Tarefa curta 1: No excerto sobre o filme Oxalá, em que culmina o belo plano-sequência mencionado?
Tarefa curta 2: Enumera as coisas que, segundo o excerto sobre o filme Oxalá, compõem a teia da qual se sai nos momentos mais fabulosos do filme.
Tarefa curta 3: Escreve a continuação do excerto sobre o filme Oxalá, a partir da última frase.

Excerto do texto:
- - - - - - -

Ainda a propósito desta dimensão desordenada há que dizer que os momentos mais fabulosos de Oxalá são mesmos aqueles onde conseguimos sair da teia de referências, eventos, diálogos nouvelle vaguianos e ficamos a sós com a repetição do texto por parte dos actores que se enganaram ou esqueceram (maravilhoso momento aquele em que a menina que faz de filha de José se esquece do que ia a dizer e isso mesmo assim fica na montagem de APV). Ou mesmo naquele belo plano-sequência que vai culminar na morte dos cães nos revela o lado entrevistador de José e o monólogo cheio de hesitações do caseiro. Como se o povo viesse à tona no filme de APV.

- - - - - - -

Registos fornecidos:
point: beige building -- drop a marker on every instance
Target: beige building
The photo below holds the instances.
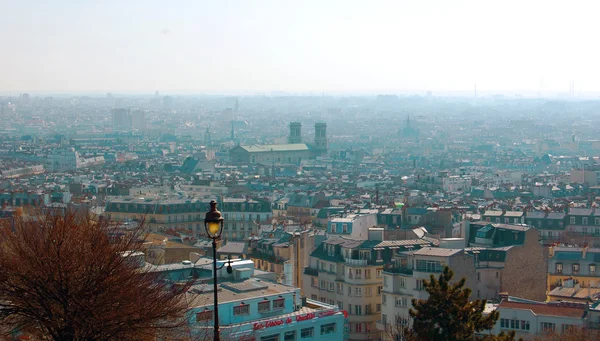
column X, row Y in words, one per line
column 403, row 281
column 349, row 273
column 160, row 250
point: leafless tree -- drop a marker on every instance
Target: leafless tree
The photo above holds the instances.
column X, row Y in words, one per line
column 66, row 277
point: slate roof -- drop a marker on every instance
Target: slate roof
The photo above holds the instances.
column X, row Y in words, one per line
column 233, row 248
column 436, row 251
column 275, row 148
column 545, row 309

- - - - - - -

Resposta 1: Na morte dos cães.

Resposta 2: Referências, eventos e diálogos nouvelle vaguianos.

Resposta 3:
Mas falemos finalmente – sei que já estavam ansiosos – de pilas. Talvez fiquem desalentados com o seguinte: a pila de Fassbinder, assim como a do seu amante, Armin, são sinédoques, o que normalmente não é uma grande coisa em relação a tudo o que as pilas podem ser. São sinédoques da nudez em Deutschland im Herbst, ou por outras palavras, consubstanciam a estratégia mais eficaz que no filme podemos encontrar como proposta estética para uma reacção política aos eventos do Outono Alemão. Na altura da recepção ao filme disse-se que o segmento em que surge Fassbinder na sua intimidade com Armin – mas também o momento em que o realizador alemão fala com a sua mãe sobre quais seriam as melhores reacções do Estado às acções transgressoras dos revolucionários – eram aqueles onde o desnorte se dissolvia para dar lugar a uma maior noção autoral. Embora não discorde dessa ideia creio que o tom, a nudez, o quotidiano de Fassbinder são essenciais para que sejam esses os momentos a ficarem marcados na memória do espectador. A decadência desesperada, o álcool, a cocaína, o sexo, os cigarros que Fassbinder nos revela de si próprio, quatro anos antes de morrer, a escrever a série televisiva Berlin Alexanderplatz (1980), balançando entre a depressão e a mania da perseguição política, são reveladores deste fino eixo que, como dizia no início, propõe pôr a nu a forma como a pila roça os destinos de um país, e sobretudo, o vice-versa.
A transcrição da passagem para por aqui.